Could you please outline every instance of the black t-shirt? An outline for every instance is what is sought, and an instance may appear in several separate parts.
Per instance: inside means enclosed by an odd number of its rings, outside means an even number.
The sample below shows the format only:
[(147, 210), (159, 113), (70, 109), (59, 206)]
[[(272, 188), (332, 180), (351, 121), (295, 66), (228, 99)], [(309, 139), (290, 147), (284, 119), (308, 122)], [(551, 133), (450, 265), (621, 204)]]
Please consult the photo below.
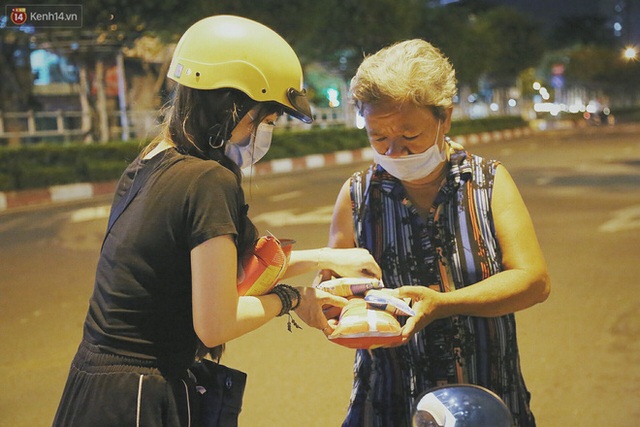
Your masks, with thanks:
[(217, 162), (169, 149), (129, 165), (114, 203), (140, 167), (153, 172), (105, 239), (84, 337), (112, 353), (183, 369), (197, 345), (191, 249), (246, 229), (244, 193)]

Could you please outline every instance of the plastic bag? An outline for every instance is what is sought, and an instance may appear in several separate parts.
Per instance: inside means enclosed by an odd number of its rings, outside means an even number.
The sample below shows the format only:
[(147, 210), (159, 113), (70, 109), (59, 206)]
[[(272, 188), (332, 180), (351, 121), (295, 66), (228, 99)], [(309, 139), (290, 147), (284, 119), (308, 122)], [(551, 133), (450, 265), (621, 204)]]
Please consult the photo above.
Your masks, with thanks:
[(364, 300), (367, 302), (367, 307), (384, 310), (393, 314), (394, 316), (416, 315), (413, 309), (409, 307), (409, 304), (407, 304), (400, 298), (396, 298), (393, 295), (385, 294), (384, 292), (370, 290), (365, 294)]
[(251, 254), (241, 262), (242, 274), (238, 282), (238, 294), (269, 293), (287, 271), (294, 243), (294, 240), (278, 240), (271, 235), (260, 237)]
[(406, 302), (382, 291), (384, 284), (379, 279), (341, 277), (320, 282), (316, 287), (349, 298), (341, 310), (325, 310), (327, 318), (338, 318), (329, 340), (345, 347), (373, 349), (399, 343), (402, 326), (396, 316), (415, 315)]
[(316, 287), (339, 297), (351, 297), (364, 295), (370, 289), (382, 289), (384, 285), (380, 279), (376, 278), (340, 277), (320, 282)]
[(401, 326), (384, 310), (367, 308), (363, 298), (353, 298), (342, 308), (329, 340), (349, 348), (373, 349), (401, 341)]

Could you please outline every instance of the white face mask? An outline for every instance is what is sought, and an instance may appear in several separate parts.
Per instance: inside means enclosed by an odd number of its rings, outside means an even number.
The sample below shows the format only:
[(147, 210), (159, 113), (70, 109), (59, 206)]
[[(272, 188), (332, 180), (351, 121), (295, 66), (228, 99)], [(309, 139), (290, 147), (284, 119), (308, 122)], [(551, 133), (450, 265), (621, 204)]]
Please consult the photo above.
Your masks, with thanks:
[(416, 181), (428, 176), (447, 159), (446, 153), (438, 146), (440, 121), (433, 146), (423, 153), (402, 157), (389, 157), (373, 150), (373, 158), (380, 166), (401, 181)]
[(256, 133), (251, 134), (248, 142), (227, 143), (224, 154), (241, 169), (251, 166), (269, 151), (274, 127), (274, 125), (260, 123)]

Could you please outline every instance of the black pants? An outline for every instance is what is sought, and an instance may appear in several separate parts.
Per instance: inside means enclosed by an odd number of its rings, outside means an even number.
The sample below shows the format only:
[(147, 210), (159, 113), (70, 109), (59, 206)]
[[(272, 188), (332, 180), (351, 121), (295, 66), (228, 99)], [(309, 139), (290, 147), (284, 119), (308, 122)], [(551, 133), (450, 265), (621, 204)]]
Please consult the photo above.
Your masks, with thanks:
[(82, 342), (54, 427), (192, 427), (195, 383), (148, 361), (101, 353)]

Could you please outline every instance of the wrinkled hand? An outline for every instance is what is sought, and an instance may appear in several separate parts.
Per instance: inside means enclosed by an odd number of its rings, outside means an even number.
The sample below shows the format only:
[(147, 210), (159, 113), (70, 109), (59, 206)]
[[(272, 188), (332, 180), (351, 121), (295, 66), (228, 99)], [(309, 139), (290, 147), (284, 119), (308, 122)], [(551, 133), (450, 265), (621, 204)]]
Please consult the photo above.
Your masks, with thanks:
[(329, 322), (322, 311), (322, 306), (344, 307), (347, 299), (332, 295), (313, 287), (298, 287), (302, 300), (296, 308), (296, 314), (307, 325), (320, 329), (325, 335), (331, 335), (336, 322)]
[(405, 344), (416, 332), (437, 319), (435, 310), (442, 294), (426, 286), (402, 286), (396, 291), (398, 298), (411, 298), (411, 308), (416, 313), (415, 316), (408, 317), (402, 327), (402, 344)]
[(382, 276), (380, 266), (368, 250), (362, 248), (325, 248), (326, 262), (322, 269), (333, 271), (337, 277)]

###

• Exercise directions: Return an exact transcription of the material, with its pictures left out.

• Output of the exercise:
Could you please outline every instance of the black t-shirt? An outline for every instance is what is sought, and an instance may appear in several separate parts.
Per instance: inside means enclosed by an odd number of its rings, outside means an even number.
The sample below shows the format only:
[(147, 210), (159, 113), (70, 109), (59, 206)]
[[(272, 188), (332, 180), (351, 121), (295, 66), (228, 99)], [(309, 139), (290, 147), (284, 119), (308, 122)], [(551, 133), (450, 265), (621, 204)]]
Please consult the photo below.
Your masks, with thanks:
[(217, 162), (169, 149), (129, 165), (114, 203), (140, 167), (153, 172), (105, 239), (84, 337), (112, 353), (183, 369), (197, 345), (191, 249), (246, 229), (244, 193)]

Could you please outline every instance of the plastic bag? An outline for every instance is what is sought, and an instance may appear in several separate parts.
Per instance: inside means enclosed by an odd number of its rings, outside means an even number.
The sample below shows the format only:
[(147, 210), (159, 113), (70, 109), (59, 206)]
[[(272, 188), (332, 180), (351, 121), (295, 66), (228, 99)], [(309, 139), (290, 147), (284, 119), (308, 122)], [(551, 133), (450, 265), (621, 204)]]
Please consult the photo above.
Your masks, with thanks:
[(364, 300), (367, 302), (367, 307), (384, 310), (393, 314), (394, 316), (416, 315), (413, 309), (409, 307), (409, 304), (407, 304), (400, 298), (396, 298), (393, 295), (385, 294), (384, 292), (370, 290), (365, 294)]
[(251, 254), (241, 262), (242, 274), (238, 282), (238, 294), (269, 293), (287, 271), (294, 243), (294, 240), (278, 240), (271, 235), (260, 237)]
[(406, 302), (382, 291), (384, 284), (379, 279), (341, 277), (320, 282), (316, 287), (349, 298), (341, 310), (325, 310), (327, 318), (338, 318), (329, 340), (345, 347), (373, 349), (399, 343), (402, 326), (396, 316), (415, 315)]
[(316, 287), (339, 297), (351, 297), (364, 295), (370, 289), (382, 289), (384, 285), (380, 279), (376, 278), (340, 277), (320, 282)]
[(401, 326), (384, 310), (367, 308), (363, 298), (353, 298), (342, 308), (329, 340), (349, 348), (373, 349), (401, 341)]

Could you please outline every instance of the white face mask? An outline for every instance is what is sought, and an instance may appear in several separate parts.
Per instance: inside means enclosed by an odd number of its rings, outside means an even number.
The sample below shows the format only:
[(147, 210), (159, 113), (70, 109), (59, 206)]
[[(272, 188), (332, 180), (351, 121), (295, 66), (228, 99)], [(309, 139), (290, 147), (284, 119), (308, 122)], [(551, 133), (450, 265), (621, 204)]]
Please consult the photo above.
Your masks, with thanks:
[(416, 181), (428, 176), (447, 159), (446, 153), (438, 146), (440, 121), (433, 146), (423, 153), (402, 157), (389, 157), (373, 150), (373, 158), (380, 166), (401, 181)]
[(256, 133), (251, 134), (248, 142), (227, 143), (224, 154), (241, 169), (251, 166), (269, 151), (274, 127), (274, 125), (260, 123)]

Could you please outline every instance of the black pants? An outline for every instance is what is sought, and an instance may appear in several separate parts.
Per instance: inside means enclosed by an odd number of its rings, outside means an even number.
The sample below shows the format only:
[(147, 210), (159, 113), (70, 109), (59, 206)]
[[(272, 188), (332, 180), (351, 121), (295, 66), (228, 99)], [(309, 139), (290, 147), (284, 119), (308, 122)], [(551, 133), (450, 265), (621, 204)]]
Please consult the photo above.
Your masks, with thanks:
[(82, 342), (54, 427), (192, 427), (195, 383), (148, 361), (101, 353)]

Could you please outline every instance of the wrinkled hand? An outline for every instance is what is sought, and an instance may appear in several separate parts.
Per instance: inside means enclosed by an odd number of its rings, outside means an even number.
The sample below shows the format only:
[(147, 210), (159, 113), (70, 109), (59, 206)]
[[(272, 188), (332, 180), (351, 121), (295, 66), (228, 99)], [(309, 139), (290, 147), (284, 119), (308, 122)], [(551, 133), (450, 265), (621, 204)]]
Please consult the photo above.
Your masks, with thanks:
[(329, 322), (322, 311), (322, 306), (344, 307), (347, 299), (332, 295), (313, 287), (298, 287), (302, 300), (296, 308), (296, 314), (307, 325), (320, 329), (325, 335), (331, 335), (336, 322)]
[(405, 344), (416, 332), (437, 319), (435, 310), (442, 294), (426, 286), (402, 286), (396, 291), (398, 298), (411, 298), (411, 308), (416, 313), (415, 316), (408, 317), (402, 327), (402, 344)]
[(382, 276), (380, 266), (368, 250), (362, 248), (325, 248), (326, 262), (322, 269), (333, 271), (337, 277)]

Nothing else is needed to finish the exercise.